── Supplied material ──

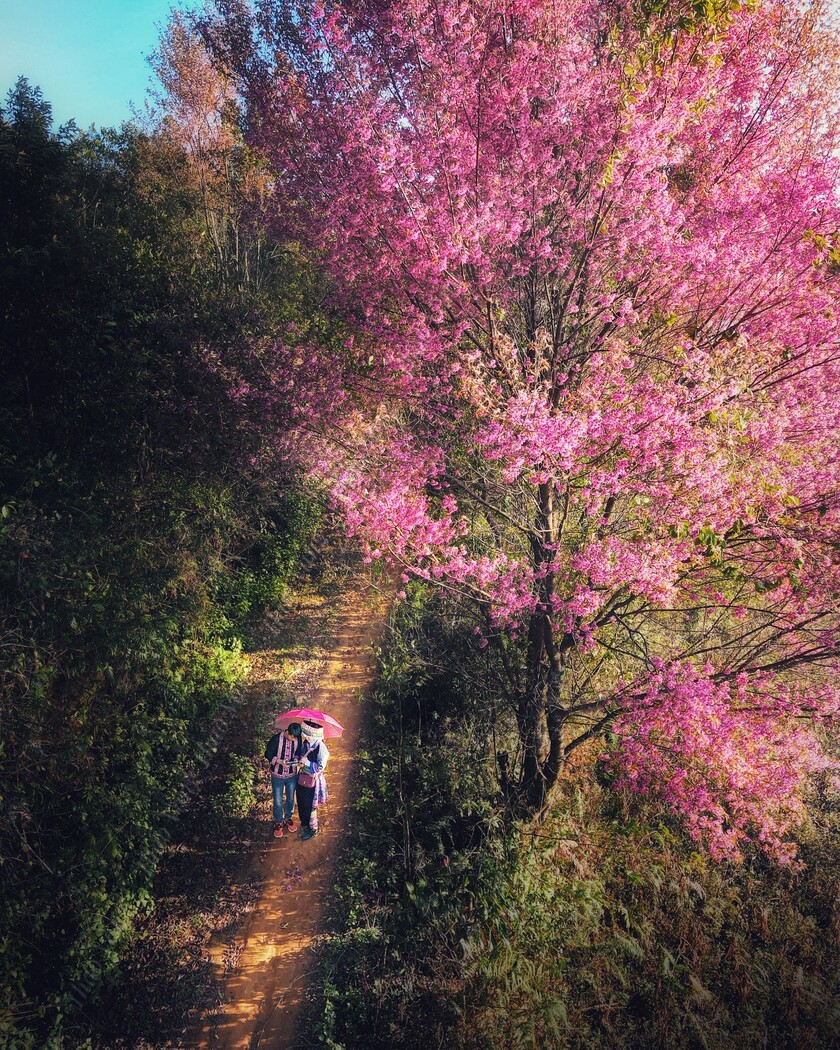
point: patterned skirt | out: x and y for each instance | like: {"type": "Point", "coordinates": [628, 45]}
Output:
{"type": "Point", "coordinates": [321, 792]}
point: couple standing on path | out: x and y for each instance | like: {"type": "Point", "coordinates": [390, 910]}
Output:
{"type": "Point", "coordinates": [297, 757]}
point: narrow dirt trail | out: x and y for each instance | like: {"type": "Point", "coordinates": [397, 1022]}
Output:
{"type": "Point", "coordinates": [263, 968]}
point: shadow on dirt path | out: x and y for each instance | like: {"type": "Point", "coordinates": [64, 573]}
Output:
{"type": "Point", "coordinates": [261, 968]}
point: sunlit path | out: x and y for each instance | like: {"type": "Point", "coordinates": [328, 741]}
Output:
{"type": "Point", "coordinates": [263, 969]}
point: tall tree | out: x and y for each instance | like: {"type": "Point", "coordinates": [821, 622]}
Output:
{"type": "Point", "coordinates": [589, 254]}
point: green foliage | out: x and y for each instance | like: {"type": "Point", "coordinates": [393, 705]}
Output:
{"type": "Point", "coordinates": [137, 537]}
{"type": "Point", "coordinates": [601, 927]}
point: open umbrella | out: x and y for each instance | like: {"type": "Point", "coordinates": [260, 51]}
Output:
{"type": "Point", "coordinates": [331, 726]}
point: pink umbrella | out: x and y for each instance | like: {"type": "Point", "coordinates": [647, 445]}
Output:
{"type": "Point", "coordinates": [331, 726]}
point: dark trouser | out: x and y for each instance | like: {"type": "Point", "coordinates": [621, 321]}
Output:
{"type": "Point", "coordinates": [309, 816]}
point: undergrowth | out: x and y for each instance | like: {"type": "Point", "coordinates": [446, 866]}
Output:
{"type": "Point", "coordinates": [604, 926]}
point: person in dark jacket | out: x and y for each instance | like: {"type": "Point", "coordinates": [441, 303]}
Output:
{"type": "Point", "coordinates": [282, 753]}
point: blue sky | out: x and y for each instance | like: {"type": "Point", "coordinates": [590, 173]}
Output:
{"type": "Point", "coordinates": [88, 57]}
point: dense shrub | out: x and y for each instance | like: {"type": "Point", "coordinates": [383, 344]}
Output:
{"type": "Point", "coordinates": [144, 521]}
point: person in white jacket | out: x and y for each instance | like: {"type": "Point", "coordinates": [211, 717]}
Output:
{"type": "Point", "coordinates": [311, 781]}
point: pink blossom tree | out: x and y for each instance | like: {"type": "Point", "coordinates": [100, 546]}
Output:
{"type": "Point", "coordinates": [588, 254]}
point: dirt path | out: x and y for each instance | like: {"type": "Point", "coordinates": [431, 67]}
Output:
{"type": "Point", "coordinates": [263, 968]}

───

» **What the exercise asks**: Convert the records, from the line containing "point: pink umbrella" through the end of the records, into a JSON list of strings with one string per line, leaving out any blank lines.

» **Complete response**:
[
  "point: pink umbrella | out: x and y for each instance | like: {\"type\": \"Point\", \"coordinates\": [647, 445]}",
  "Output:",
  "{\"type\": \"Point\", \"coordinates\": [331, 726]}",
  "point: dark trouser | out: x and y for each instance | like: {\"type\": \"Point\", \"coordinates\": [621, 321]}",
  "Output:",
  "{\"type\": \"Point\", \"coordinates\": [309, 816]}",
  "point: undergrowth | out: x and y for each instance | like: {\"type\": \"Point\", \"coordinates\": [446, 866]}",
  "Output:",
  "{\"type\": \"Point\", \"coordinates\": [604, 926]}",
  "point: person in dark jacket | out: x and y for each instance | like: {\"type\": \"Point\", \"coordinates\": [441, 303]}",
  "Output:",
  "{\"type\": \"Point\", \"coordinates\": [282, 753]}",
  "point: blue sky | out: x and y for each instance | like: {\"type\": \"Point\", \"coordinates\": [590, 173]}",
  "Output:",
  "{\"type\": \"Point\", \"coordinates\": [88, 57]}",
  "point: dense shrub | out: x and y for each instance | like: {\"type\": \"Point\", \"coordinates\": [383, 344]}",
  "Output:",
  "{\"type\": \"Point\", \"coordinates\": [144, 521]}",
  "point: person in white jacket | out: x and y for each instance | like: {\"type\": \"Point\", \"coordinates\": [211, 717]}",
  "Output:",
  "{\"type\": \"Point\", \"coordinates\": [311, 781]}",
  "point: pink blossom tree | out: x and y for each instance | like: {\"type\": \"Point\", \"coordinates\": [100, 546]}",
  "Output:",
  "{\"type\": \"Point\", \"coordinates\": [588, 254]}",
  "point: dirt path | out: x and y for each instance | like: {\"type\": \"Point\", \"coordinates\": [431, 67]}",
  "Output:",
  "{\"type\": \"Point\", \"coordinates\": [263, 968]}"
]